• Task statement: Convert the lines from the one containing "Check the image above for the presence of any wildflower" through the end of the records into a JSON list of strings, one string per line, leaving out any blank lines.

Excerpts of labeled region data
* Begin *
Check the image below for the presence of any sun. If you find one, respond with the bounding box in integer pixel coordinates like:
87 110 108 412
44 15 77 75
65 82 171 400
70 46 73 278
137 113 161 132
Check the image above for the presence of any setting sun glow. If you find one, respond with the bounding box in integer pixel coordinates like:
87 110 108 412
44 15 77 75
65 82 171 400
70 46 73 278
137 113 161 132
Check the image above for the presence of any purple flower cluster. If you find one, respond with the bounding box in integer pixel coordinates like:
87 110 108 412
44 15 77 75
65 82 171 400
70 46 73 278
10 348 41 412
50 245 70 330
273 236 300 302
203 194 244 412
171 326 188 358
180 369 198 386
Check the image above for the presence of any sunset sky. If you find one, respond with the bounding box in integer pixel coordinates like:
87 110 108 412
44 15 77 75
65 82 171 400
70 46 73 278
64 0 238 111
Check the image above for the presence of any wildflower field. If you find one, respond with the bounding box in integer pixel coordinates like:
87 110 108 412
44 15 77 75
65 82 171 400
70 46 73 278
* End *
• Answer:
[
  "Check the image above for the presence of any wildflower field. If you find one, respond with the bounding box in integer pixel coordinates like:",
  "87 110 108 412",
  "44 15 77 75",
  "65 82 171 400",
  "70 46 73 278"
]